Instructions for the task
Take the line that contains "Please mark the region of every instance of the small" as the first and the last line of the material as the final one; set down exactly the lines in that span.

[Records shown start]

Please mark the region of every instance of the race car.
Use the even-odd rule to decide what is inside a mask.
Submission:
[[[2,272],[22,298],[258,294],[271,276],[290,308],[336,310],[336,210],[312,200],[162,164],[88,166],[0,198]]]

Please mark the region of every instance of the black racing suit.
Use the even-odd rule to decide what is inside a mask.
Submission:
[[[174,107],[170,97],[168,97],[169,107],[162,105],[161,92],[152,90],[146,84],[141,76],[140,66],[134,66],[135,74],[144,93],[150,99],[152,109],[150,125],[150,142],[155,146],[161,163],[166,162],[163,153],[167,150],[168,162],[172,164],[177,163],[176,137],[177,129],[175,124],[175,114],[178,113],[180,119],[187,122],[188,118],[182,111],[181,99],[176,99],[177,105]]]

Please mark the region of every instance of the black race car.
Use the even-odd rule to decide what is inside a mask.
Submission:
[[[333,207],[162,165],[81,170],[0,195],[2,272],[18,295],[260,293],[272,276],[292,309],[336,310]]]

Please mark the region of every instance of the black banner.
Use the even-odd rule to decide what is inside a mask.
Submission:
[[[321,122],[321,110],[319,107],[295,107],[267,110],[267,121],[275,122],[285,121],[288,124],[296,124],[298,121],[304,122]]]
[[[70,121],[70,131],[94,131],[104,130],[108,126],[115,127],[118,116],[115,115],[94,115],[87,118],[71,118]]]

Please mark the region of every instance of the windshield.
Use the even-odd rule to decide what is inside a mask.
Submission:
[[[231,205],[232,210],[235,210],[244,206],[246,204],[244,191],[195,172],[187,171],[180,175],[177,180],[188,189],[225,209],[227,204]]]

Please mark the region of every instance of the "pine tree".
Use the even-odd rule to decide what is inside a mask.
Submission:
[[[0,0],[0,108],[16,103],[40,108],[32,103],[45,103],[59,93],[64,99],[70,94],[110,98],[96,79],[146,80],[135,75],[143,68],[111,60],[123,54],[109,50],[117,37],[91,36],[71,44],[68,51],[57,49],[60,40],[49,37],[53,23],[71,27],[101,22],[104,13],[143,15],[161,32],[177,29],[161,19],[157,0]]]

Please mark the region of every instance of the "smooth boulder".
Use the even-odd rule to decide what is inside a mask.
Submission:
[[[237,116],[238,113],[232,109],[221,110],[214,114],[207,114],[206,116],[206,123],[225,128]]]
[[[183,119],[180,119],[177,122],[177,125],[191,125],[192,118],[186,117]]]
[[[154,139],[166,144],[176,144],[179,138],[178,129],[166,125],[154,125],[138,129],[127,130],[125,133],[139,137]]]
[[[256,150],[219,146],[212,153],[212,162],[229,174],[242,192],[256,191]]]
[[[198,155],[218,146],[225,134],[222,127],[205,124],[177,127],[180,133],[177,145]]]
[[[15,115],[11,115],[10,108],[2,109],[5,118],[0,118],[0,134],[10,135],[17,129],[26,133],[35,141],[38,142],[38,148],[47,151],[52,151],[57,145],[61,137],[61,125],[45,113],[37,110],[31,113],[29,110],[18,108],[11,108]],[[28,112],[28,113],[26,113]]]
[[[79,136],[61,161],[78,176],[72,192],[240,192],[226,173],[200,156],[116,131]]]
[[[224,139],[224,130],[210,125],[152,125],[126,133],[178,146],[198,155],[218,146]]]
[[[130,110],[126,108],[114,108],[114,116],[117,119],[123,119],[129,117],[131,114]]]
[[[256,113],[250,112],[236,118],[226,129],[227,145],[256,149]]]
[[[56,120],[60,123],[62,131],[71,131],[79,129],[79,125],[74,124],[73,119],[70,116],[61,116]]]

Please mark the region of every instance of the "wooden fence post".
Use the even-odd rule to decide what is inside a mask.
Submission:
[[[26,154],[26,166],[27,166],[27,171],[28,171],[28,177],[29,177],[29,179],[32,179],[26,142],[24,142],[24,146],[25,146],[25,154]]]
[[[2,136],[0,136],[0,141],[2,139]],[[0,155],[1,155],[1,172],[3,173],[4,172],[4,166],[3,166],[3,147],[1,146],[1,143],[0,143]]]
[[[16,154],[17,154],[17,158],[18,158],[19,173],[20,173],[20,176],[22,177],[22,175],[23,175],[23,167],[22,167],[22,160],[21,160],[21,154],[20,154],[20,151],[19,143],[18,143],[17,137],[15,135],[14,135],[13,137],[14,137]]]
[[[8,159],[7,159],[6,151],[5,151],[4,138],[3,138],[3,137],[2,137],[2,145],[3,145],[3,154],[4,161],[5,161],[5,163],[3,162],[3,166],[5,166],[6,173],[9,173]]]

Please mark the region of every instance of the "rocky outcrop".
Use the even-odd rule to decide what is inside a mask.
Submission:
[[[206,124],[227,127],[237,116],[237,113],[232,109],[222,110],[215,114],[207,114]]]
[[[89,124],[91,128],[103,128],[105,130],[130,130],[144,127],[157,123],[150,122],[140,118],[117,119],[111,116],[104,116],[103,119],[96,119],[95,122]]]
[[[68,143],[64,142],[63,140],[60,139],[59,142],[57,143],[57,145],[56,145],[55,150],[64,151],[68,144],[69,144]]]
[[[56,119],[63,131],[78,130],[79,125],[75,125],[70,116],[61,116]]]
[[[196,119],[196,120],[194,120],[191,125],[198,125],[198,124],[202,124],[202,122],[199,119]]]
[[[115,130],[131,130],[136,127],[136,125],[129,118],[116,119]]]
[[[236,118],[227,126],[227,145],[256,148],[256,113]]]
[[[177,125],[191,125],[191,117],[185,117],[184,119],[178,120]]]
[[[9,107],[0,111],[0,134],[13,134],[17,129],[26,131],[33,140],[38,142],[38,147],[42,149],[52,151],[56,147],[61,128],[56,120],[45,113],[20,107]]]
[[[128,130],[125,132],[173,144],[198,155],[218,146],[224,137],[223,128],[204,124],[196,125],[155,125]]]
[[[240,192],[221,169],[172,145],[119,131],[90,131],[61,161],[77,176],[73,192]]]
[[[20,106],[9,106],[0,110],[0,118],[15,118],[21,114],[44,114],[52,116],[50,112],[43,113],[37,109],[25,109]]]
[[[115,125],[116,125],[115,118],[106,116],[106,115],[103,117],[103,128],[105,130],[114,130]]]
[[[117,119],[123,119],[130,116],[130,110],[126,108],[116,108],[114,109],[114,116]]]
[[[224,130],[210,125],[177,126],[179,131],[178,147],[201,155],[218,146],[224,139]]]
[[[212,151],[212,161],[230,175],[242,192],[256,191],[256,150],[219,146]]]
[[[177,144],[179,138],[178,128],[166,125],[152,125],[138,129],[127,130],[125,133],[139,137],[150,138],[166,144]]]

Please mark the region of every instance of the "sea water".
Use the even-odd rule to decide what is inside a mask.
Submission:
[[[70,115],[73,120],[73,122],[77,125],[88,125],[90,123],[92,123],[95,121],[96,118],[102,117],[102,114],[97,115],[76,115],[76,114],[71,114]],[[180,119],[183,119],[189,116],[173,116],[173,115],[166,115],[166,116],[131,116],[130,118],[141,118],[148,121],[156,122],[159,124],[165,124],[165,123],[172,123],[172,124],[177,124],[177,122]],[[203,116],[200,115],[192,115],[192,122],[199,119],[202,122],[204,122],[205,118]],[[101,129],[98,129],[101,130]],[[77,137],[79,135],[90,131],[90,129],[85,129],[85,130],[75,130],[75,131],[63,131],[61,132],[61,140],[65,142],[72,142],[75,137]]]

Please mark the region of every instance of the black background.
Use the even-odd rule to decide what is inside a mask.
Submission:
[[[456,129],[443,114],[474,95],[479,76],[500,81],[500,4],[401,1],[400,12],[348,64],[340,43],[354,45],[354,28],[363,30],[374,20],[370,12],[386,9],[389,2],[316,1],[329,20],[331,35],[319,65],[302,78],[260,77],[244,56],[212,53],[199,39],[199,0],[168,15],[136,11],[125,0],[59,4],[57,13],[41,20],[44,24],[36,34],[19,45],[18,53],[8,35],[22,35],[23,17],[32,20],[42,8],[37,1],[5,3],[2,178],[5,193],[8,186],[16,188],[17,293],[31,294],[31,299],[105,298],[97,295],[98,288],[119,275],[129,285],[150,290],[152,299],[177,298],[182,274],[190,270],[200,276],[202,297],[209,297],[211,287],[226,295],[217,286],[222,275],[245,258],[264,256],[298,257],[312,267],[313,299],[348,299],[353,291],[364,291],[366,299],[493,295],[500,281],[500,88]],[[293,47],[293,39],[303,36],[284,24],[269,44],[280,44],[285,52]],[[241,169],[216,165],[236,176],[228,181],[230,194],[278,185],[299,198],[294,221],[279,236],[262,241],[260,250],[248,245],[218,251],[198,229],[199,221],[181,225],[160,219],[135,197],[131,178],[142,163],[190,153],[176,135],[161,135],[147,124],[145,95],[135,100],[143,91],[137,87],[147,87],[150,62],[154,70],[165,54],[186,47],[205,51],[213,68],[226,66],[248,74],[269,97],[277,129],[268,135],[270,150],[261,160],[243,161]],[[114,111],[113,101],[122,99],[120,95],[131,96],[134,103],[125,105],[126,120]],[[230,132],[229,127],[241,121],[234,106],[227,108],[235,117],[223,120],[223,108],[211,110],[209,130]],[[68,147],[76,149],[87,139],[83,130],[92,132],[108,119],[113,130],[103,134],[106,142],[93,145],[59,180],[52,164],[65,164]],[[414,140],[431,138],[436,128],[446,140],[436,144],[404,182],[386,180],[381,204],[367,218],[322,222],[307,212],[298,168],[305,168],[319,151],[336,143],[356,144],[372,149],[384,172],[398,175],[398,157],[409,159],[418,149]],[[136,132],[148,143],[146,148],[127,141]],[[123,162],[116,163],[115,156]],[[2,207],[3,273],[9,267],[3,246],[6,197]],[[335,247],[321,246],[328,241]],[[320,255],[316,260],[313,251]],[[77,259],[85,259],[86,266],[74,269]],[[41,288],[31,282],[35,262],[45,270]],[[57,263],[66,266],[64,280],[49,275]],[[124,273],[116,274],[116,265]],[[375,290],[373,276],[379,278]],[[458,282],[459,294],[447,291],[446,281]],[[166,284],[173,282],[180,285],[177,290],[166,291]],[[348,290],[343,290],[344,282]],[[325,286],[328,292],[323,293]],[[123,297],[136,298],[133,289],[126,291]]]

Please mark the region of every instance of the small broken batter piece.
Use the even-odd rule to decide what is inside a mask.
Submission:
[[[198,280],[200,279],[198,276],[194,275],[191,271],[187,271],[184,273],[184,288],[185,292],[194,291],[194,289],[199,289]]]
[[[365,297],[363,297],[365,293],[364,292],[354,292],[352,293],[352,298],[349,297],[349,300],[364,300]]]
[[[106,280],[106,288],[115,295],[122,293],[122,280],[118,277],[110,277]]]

[Records shown end]

Exercise answer
Please mark the region of every instance of the small broken batter piece.
Use the even-odd rule to decide what is inside a mask.
Submission:
[[[198,280],[200,279],[198,276],[194,275],[191,271],[187,271],[184,273],[184,288],[185,292],[194,291],[194,289],[199,289]]]
[[[365,297],[363,297],[365,293],[364,292],[354,292],[352,293],[352,298],[349,297],[349,300],[364,300]]]
[[[106,280],[106,288],[115,295],[122,293],[122,280],[118,277],[110,277]]]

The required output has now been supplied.